In the coding problem, copy out everything from "Given an integer" down to "in any order.", swapping each "array" for "list".

* **Source excerpt**
┌──
Given an integer array nums, return all the different possible non-decreasing subsequences of the given array with at least two elements. You may return the answer in any order.

Example 1:

• Input: nums = [4,6,7,7]
• Output: [[4,6],[4,6,7],[4,6,7,7],[4,7],[4,7,7],[6,7],[6,7,7],[7,7]]

Example 2:

• Input: nums = [4,4,3,2,1]
• Output: [[4,4]]

Constraints:

• 1 <= nums.length <= 15
• -100 <= nums[i] <= 100

Solution

class Solution {
private:
    vector<vector<int>> res;
    vector<int> path;
    void backtracking(vector<int> &nums, int startIndex) {
        if (path.size() > 1) res.push_back(path);

        unordered_set<int> used;
        for (int i = startIndex; i < nums.size(); i++) {
            if (used.find(nums[i]) != used.end()) continue;
            if (!path.empty() && nums[i] < path.back()) continue;

            used.insert(nums[i]);
            path.push_back(nums[i]);
            backtracking(nums, i + 1);
            path.pop_back();
        }
    }
public:
    vector<vector<int>> findSubsequences(vector<int>& nums) {
        backtracking(nums, 0);
        return res;
    }
};

• Time complexity: \(O(n\times 2^n)\);
• Space complexity: \(O(n)\).

Optimized solution:

class Solution {
private:
    vector<vector<int>> res;
    vector<int> path;
    void backtracking(vector<int> &nums, int startIndex) {
        if (path.size() > 1) res.push_back(path);

        bool used[210] = {false};
        for (int i = startIndex; i < nums.size(); i++) {
            if (used[nums[i] + 100]) continue;
            if (!path.empty() && nums[i] < path.back()) continue;

            used[nums[i] + 100] = true;
            path.push_back(nums[i]);
            backtracking(nums, i + 1);
            path.pop_back();
        }
    }
public:
    vector<vector<int>> findSubsequences(vector<int>& nums) {
        backtracking(nums, 0);
        return res;
    }
};
└──
* **Data excerpt**
┌──
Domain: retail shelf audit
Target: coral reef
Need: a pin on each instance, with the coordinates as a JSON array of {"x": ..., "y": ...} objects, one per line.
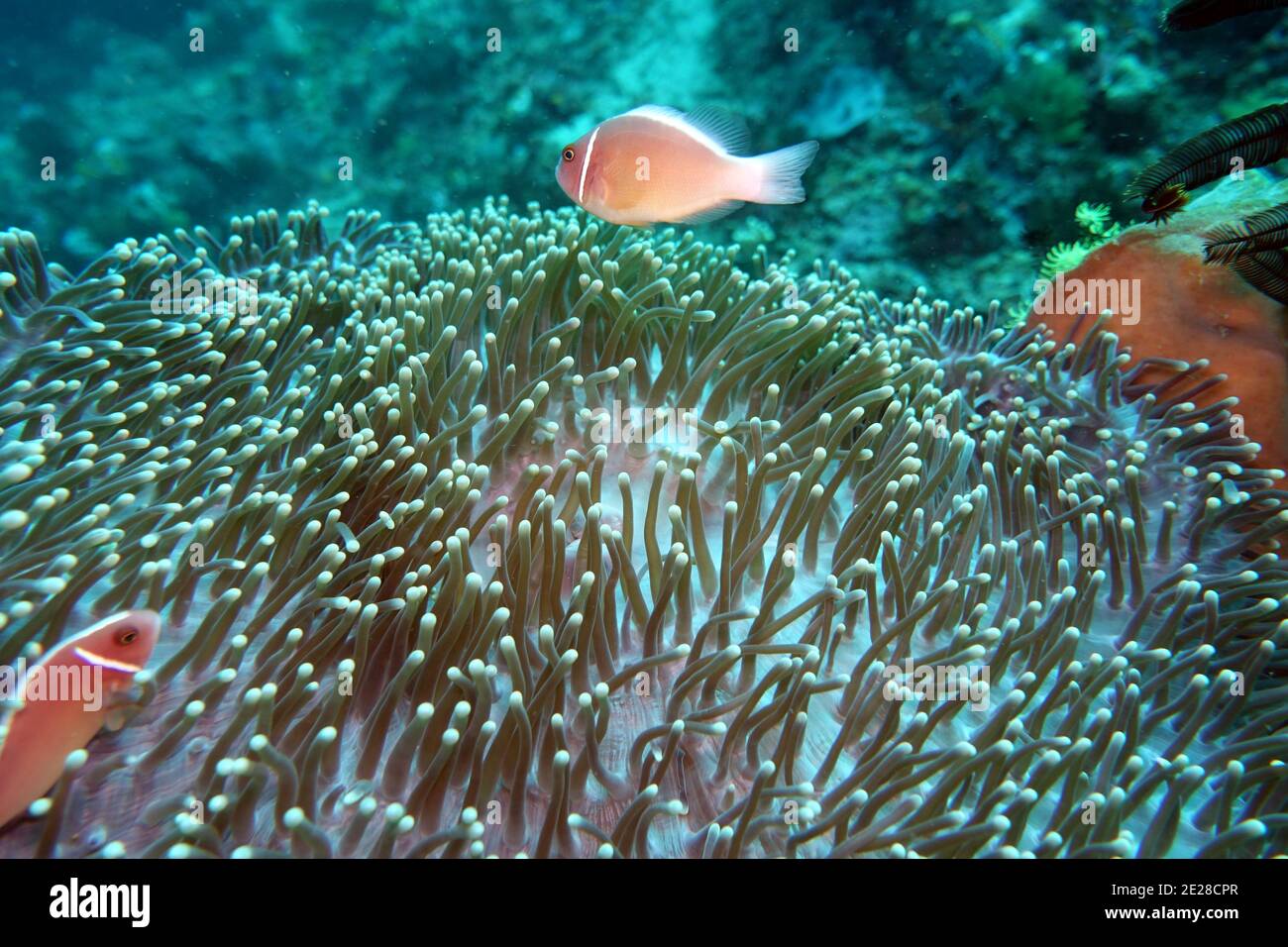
└──
* **Correct result**
Given an integer list nums, return all the different possible non-decreasing subsequences of the given list with at least two elements. You may return the answer in any order.